_PROBLEM REQUIREMENTS_: Nothing should appear in the answer except the lines below from the line containing "column 164, row 330" through the line containing "column 409, row 735", copied exactly, with pictures left out.

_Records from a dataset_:
******************************

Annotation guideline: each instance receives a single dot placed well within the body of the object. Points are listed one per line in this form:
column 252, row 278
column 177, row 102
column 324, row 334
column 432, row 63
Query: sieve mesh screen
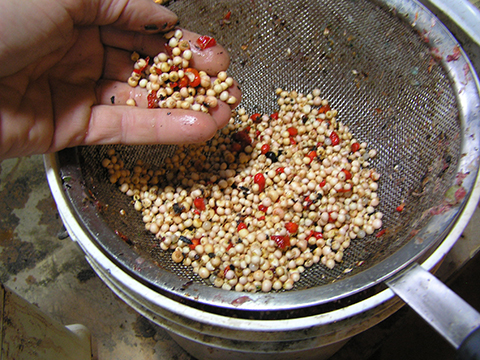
column 374, row 69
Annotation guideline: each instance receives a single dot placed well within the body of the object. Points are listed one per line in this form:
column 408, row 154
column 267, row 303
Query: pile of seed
column 172, row 83
column 267, row 197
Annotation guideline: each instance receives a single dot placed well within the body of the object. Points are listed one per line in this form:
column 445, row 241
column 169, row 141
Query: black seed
column 186, row 240
column 272, row 156
column 178, row 209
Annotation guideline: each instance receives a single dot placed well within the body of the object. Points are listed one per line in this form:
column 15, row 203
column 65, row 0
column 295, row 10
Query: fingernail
column 151, row 27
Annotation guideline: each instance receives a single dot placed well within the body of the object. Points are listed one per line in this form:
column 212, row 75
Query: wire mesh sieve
column 389, row 86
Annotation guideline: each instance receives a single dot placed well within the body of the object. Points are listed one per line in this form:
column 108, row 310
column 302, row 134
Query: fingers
column 135, row 15
column 135, row 126
column 117, row 93
column 211, row 60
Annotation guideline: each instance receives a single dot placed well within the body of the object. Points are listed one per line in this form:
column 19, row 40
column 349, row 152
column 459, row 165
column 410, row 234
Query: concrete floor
column 54, row 275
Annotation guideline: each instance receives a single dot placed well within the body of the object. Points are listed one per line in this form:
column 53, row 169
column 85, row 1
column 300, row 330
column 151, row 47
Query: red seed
column 260, row 180
column 262, row 208
column 381, row 233
column 199, row 203
column 152, row 100
column 184, row 82
column 194, row 243
column 256, row 118
column 292, row 131
column 281, row 241
column 205, row 42
column 348, row 174
column 241, row 226
column 334, row 138
column 324, row 109
column 291, row 227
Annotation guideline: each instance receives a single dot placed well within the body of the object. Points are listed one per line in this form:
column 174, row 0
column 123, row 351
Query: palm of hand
column 46, row 106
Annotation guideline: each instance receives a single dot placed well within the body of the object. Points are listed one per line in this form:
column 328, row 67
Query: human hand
column 63, row 62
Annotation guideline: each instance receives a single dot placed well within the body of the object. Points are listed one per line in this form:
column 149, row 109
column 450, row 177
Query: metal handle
column 444, row 310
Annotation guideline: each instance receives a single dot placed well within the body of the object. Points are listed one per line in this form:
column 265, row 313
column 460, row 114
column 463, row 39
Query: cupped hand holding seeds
column 64, row 72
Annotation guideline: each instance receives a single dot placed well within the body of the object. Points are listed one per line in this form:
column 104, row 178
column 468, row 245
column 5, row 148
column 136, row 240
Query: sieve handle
column 444, row 310
column 465, row 15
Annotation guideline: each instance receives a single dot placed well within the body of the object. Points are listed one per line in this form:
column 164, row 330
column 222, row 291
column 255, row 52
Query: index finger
column 212, row 60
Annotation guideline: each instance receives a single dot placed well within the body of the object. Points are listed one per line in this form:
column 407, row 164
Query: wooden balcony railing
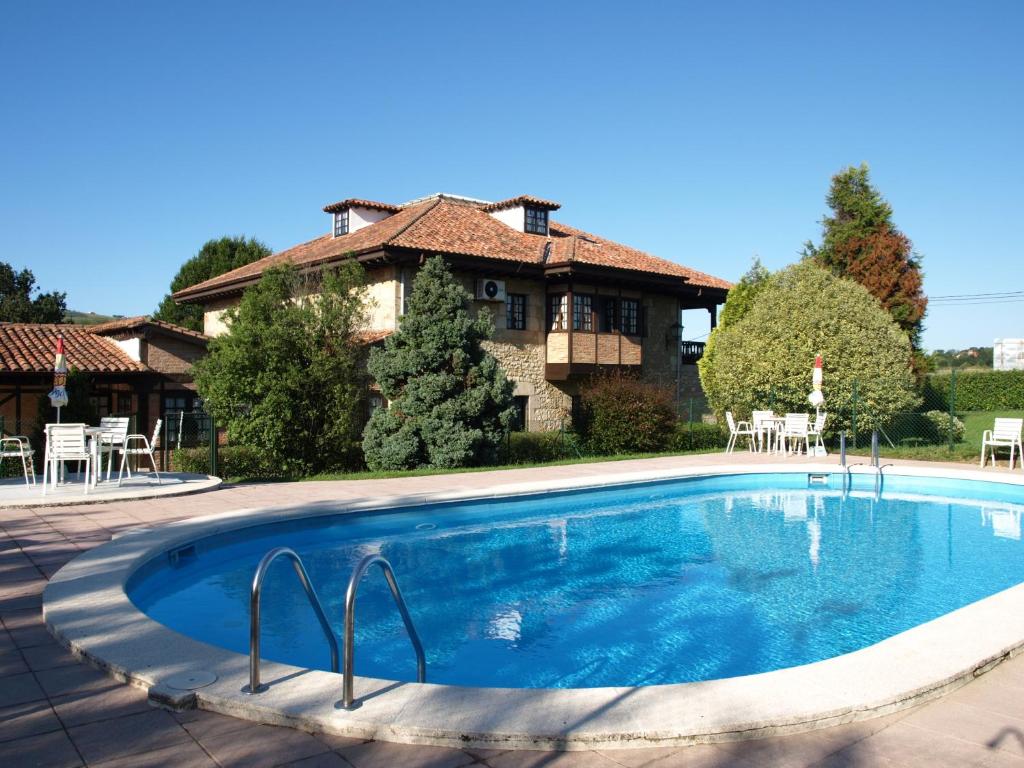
column 691, row 351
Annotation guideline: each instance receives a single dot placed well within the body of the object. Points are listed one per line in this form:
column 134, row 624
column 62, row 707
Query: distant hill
column 89, row 318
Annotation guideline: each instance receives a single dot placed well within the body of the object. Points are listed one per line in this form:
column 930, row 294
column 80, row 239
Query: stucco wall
column 213, row 315
column 360, row 217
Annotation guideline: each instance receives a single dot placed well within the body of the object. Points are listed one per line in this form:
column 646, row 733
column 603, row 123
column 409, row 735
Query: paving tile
column 27, row 719
column 180, row 756
column 697, row 756
column 11, row 663
column 338, row 742
column 530, row 759
column 44, row 751
column 20, row 595
column 970, row 724
column 16, row 689
column 327, row 760
column 209, row 724
column 261, row 747
column 128, row 735
column 60, row 681
column 18, row 573
column 907, row 745
column 48, row 656
column 103, row 704
column 26, row 637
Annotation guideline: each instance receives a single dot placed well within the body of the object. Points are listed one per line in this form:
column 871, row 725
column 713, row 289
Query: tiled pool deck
column 56, row 712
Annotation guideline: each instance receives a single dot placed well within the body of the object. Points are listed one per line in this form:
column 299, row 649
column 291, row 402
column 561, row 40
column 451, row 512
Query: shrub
column 698, row 436
column 623, row 414
column 940, row 422
column 978, row 390
column 765, row 358
column 232, row 461
column 532, row 448
column 290, row 374
column 450, row 401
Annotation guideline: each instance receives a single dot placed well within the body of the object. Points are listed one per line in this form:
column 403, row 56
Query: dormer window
column 537, row 221
column 341, row 222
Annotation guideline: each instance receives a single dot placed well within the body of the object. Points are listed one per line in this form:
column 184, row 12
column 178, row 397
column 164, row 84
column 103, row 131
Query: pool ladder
column 848, row 476
column 348, row 696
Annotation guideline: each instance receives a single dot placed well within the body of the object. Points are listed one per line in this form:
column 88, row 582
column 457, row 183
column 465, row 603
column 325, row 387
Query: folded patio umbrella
column 58, row 395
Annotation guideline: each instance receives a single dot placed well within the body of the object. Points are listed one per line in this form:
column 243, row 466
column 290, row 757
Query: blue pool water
column 663, row 583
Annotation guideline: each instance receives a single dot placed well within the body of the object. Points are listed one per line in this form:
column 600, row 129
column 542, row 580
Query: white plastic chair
column 737, row 430
column 142, row 446
column 17, row 446
column 113, row 439
column 795, row 429
column 816, row 430
column 764, row 428
column 66, row 442
column 1005, row 433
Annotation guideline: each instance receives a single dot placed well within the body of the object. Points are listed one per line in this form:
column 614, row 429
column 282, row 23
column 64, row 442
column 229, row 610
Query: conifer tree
column 450, row 402
column 859, row 241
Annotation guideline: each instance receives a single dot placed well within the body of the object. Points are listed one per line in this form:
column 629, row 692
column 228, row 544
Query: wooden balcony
column 691, row 351
column 581, row 353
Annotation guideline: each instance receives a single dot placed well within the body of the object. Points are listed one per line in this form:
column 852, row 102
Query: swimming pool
column 800, row 524
column 688, row 580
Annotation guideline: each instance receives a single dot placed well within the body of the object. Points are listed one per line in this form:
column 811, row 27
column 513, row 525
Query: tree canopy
column 860, row 242
column 450, row 401
column 214, row 258
column 22, row 302
column 290, row 375
column 765, row 358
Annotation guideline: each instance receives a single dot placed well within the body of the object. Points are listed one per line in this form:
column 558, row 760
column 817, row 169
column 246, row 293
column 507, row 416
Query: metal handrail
column 254, row 599
column 348, row 697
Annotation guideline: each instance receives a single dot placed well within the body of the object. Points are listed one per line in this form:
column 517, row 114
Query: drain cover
column 190, row 680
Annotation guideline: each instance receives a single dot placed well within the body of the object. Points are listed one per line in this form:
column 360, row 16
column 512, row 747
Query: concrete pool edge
column 86, row 608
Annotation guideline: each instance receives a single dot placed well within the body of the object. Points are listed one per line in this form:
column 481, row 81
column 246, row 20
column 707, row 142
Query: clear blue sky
column 705, row 133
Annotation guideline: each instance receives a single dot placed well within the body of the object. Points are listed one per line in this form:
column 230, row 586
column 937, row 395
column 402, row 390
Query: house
column 566, row 303
column 136, row 367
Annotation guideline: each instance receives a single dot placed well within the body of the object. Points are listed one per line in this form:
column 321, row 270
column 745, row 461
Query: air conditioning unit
column 491, row 290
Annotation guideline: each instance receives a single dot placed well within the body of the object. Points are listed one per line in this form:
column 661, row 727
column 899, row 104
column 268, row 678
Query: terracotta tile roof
column 356, row 203
column 580, row 247
column 29, row 347
column 522, row 200
column 448, row 226
column 318, row 251
column 130, row 324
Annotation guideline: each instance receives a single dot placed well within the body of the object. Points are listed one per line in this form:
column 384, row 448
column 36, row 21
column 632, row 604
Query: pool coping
column 86, row 608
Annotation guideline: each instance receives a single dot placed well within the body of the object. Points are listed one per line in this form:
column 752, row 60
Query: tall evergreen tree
column 215, row 257
column 17, row 304
column 450, row 400
column 290, row 375
column 859, row 241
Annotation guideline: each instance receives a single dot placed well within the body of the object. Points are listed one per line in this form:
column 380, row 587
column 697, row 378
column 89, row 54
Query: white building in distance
column 1008, row 354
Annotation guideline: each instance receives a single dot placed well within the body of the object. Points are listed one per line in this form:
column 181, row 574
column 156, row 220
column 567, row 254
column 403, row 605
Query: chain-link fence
column 942, row 425
column 188, row 441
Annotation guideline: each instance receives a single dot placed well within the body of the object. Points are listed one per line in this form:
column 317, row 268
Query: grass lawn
column 969, row 450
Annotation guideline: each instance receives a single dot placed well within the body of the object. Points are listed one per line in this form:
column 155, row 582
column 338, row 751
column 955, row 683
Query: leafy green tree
column 451, row 404
column 860, row 242
column 289, row 378
column 737, row 303
column 214, row 258
column 765, row 358
column 17, row 303
column 741, row 295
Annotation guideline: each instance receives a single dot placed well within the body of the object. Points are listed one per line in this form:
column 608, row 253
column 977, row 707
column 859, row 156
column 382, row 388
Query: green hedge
column 698, row 436
column 532, row 448
column 232, row 461
column 977, row 390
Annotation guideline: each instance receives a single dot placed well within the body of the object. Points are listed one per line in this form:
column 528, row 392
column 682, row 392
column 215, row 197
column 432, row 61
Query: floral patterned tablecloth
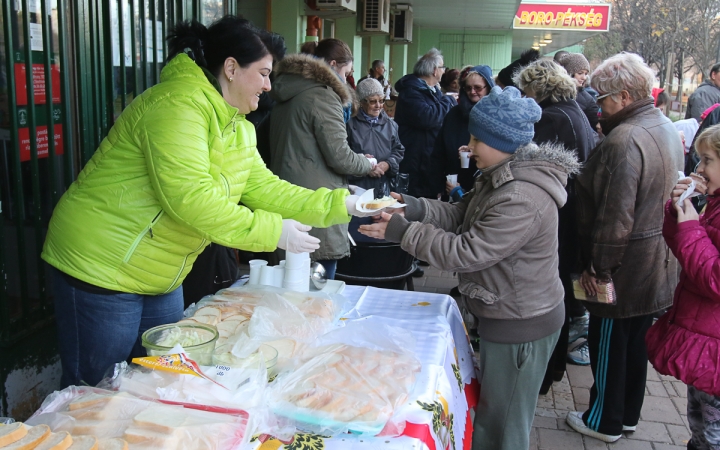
column 438, row 415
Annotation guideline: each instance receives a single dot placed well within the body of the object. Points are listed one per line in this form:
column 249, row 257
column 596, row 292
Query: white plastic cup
column 279, row 276
column 301, row 286
column 255, row 266
column 296, row 260
column 297, row 275
column 267, row 275
column 464, row 160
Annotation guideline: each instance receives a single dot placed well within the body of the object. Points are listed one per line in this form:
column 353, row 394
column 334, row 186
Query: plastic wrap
column 142, row 423
column 226, row 389
column 352, row 381
column 249, row 316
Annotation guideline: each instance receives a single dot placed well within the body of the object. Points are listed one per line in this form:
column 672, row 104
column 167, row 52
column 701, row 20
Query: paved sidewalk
column 663, row 422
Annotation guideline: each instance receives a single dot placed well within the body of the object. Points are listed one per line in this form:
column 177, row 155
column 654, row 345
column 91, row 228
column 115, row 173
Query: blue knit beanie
column 504, row 120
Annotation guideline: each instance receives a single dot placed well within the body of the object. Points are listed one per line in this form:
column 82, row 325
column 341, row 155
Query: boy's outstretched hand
column 687, row 212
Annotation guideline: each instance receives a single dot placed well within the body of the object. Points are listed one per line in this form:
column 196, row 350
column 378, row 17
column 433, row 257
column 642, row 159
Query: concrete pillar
column 379, row 49
column 346, row 31
column 414, row 52
column 287, row 17
column 398, row 62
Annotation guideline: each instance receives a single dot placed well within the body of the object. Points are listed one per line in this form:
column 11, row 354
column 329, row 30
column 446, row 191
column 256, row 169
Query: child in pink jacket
column 685, row 342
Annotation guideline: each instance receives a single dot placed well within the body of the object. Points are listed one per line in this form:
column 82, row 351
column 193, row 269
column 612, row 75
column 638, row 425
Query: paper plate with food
column 368, row 203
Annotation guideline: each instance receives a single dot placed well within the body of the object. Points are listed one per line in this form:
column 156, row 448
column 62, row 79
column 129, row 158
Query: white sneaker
column 574, row 419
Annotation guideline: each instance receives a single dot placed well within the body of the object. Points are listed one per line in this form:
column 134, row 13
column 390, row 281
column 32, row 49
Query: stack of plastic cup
column 297, row 272
column 267, row 275
column 255, row 267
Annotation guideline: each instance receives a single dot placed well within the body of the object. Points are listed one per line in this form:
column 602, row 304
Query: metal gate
column 97, row 55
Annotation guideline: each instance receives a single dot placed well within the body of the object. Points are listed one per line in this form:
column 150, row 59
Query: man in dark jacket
column 706, row 95
column 420, row 110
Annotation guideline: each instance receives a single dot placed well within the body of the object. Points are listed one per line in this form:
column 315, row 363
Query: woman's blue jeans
column 97, row 331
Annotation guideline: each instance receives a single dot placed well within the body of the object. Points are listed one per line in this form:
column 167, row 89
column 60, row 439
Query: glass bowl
column 161, row 339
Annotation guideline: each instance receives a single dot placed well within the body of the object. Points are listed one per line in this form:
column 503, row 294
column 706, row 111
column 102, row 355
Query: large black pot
column 382, row 265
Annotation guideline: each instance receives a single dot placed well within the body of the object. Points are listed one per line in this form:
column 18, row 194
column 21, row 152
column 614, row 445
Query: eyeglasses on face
column 374, row 102
column 477, row 88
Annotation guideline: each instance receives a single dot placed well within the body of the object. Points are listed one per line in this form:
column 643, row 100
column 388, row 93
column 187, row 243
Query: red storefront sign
column 38, row 83
column 544, row 16
column 42, row 141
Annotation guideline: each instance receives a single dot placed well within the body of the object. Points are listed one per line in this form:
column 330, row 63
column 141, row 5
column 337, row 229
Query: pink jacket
column 685, row 342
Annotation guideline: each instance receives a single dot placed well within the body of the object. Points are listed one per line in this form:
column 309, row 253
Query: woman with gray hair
column 562, row 122
column 372, row 133
column 621, row 195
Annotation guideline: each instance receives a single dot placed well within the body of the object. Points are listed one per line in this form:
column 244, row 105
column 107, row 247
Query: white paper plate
column 368, row 196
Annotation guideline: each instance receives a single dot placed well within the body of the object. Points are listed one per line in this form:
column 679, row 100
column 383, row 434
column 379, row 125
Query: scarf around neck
column 634, row 108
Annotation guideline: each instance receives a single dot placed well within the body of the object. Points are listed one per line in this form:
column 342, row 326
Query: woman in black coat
column 564, row 123
column 578, row 67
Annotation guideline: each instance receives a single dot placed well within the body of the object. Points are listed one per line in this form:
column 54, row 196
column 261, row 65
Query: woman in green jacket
column 163, row 184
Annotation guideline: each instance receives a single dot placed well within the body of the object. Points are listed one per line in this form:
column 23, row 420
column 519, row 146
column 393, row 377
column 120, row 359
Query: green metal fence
column 67, row 70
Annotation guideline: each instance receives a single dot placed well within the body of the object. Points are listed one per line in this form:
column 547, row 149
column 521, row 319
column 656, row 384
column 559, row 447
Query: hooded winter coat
column 379, row 139
column 706, row 95
column 454, row 134
column 419, row 113
column 621, row 193
column 502, row 240
column 166, row 182
column 685, row 342
column 308, row 139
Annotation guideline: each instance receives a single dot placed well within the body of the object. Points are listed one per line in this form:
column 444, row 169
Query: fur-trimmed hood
column 547, row 166
column 297, row 73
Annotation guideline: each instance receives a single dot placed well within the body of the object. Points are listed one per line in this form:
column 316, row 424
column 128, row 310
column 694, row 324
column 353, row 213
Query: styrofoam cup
column 297, row 275
column 267, row 275
column 464, row 160
column 255, row 266
column 279, row 276
column 296, row 260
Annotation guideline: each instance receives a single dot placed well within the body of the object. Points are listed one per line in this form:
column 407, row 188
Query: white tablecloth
column 437, row 416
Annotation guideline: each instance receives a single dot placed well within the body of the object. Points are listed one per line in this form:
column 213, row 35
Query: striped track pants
column 618, row 359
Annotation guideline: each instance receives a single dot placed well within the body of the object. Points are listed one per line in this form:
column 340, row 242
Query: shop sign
column 38, row 79
column 42, row 141
column 547, row 16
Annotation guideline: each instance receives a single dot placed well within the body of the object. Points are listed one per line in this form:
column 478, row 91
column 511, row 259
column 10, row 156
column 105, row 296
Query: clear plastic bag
column 352, row 380
column 231, row 390
column 142, row 423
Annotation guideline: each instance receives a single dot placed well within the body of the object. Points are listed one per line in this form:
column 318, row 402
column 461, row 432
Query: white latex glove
column 350, row 202
column 294, row 238
column 356, row 190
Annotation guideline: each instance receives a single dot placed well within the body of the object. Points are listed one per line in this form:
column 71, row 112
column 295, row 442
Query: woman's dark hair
column 448, row 77
column 334, row 50
column 228, row 37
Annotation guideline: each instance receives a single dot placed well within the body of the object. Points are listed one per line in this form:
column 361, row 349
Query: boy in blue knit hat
column 501, row 239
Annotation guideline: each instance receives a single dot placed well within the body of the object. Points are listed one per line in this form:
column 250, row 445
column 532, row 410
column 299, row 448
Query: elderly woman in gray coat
column 371, row 132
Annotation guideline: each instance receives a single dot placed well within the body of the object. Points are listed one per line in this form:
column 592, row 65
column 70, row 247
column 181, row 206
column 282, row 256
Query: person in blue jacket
column 420, row 110
column 475, row 83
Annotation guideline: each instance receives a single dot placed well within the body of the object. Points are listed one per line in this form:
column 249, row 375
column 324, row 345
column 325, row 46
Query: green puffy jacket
column 166, row 182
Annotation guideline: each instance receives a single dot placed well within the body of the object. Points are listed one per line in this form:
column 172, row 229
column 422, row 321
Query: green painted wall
column 346, row 30
column 398, row 62
column 463, row 47
column 288, row 20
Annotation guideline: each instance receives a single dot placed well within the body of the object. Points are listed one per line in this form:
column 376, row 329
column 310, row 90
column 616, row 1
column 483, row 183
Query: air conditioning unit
column 401, row 23
column 331, row 8
column 376, row 17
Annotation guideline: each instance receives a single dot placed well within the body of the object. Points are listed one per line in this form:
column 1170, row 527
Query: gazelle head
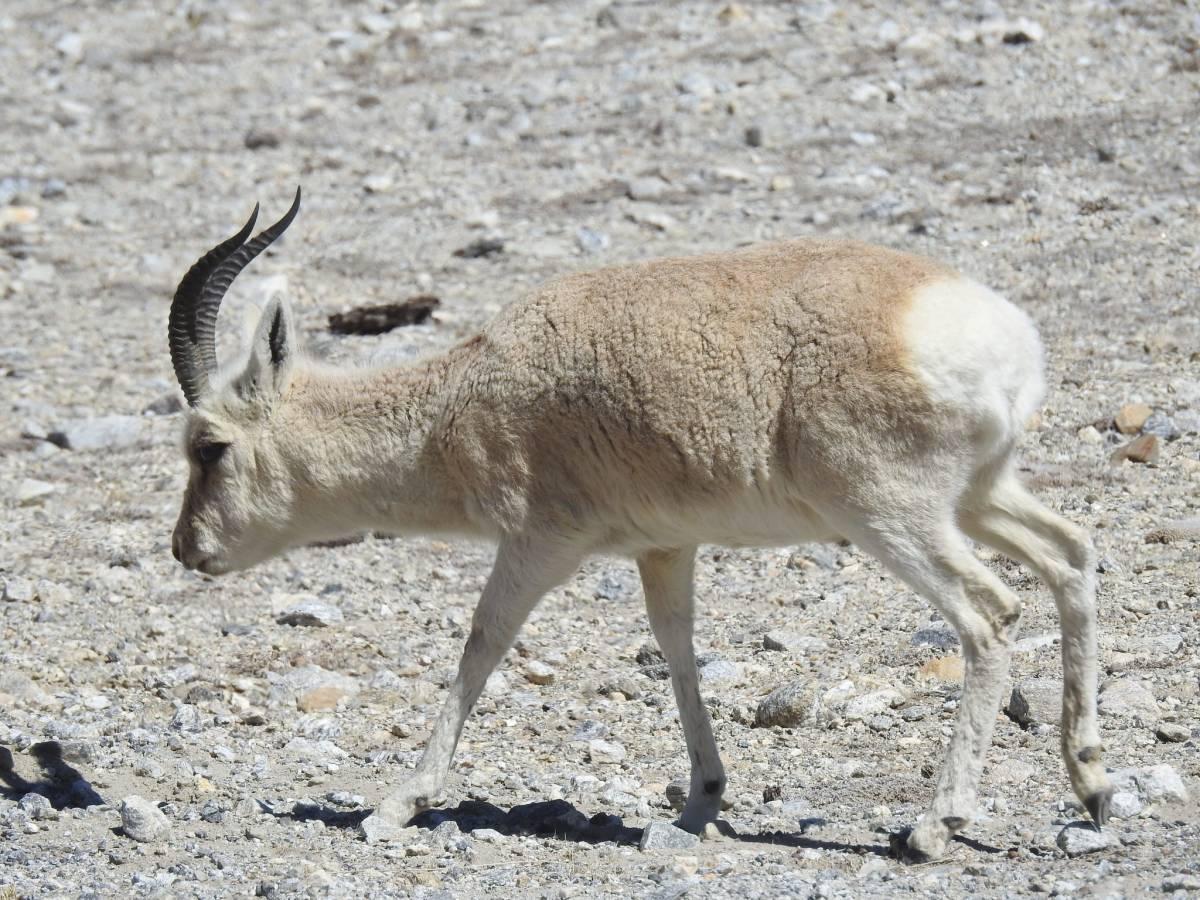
column 240, row 499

******************************

_WORKED SOLUTION_:
column 164, row 330
column 222, row 291
column 255, row 52
Query: index finger
column 212, row 60
Annotation guideline: each instance receives a single dot placed well within the body of the object. Points are listed one per line in this form:
column 407, row 164
Query: wooden balcony railing
column 691, row 351
Annotation guideline: each instance receives a single dot placed well within the body of the object. Points are listed one per line in this form:
column 134, row 624
column 62, row 707
Query: distant hill
column 89, row 318
Annotation guideline: each instance receives a single dot placed well within the body of the object. Points are listed one per line in this form:
column 930, row 294
column 80, row 239
Query: stucco wall
column 213, row 315
column 360, row 217
Annotation guideline: each instance receives a single dot placed well within the body of the object. Points are listed one per line in this form:
column 646, row 733
column 603, row 123
column 409, row 735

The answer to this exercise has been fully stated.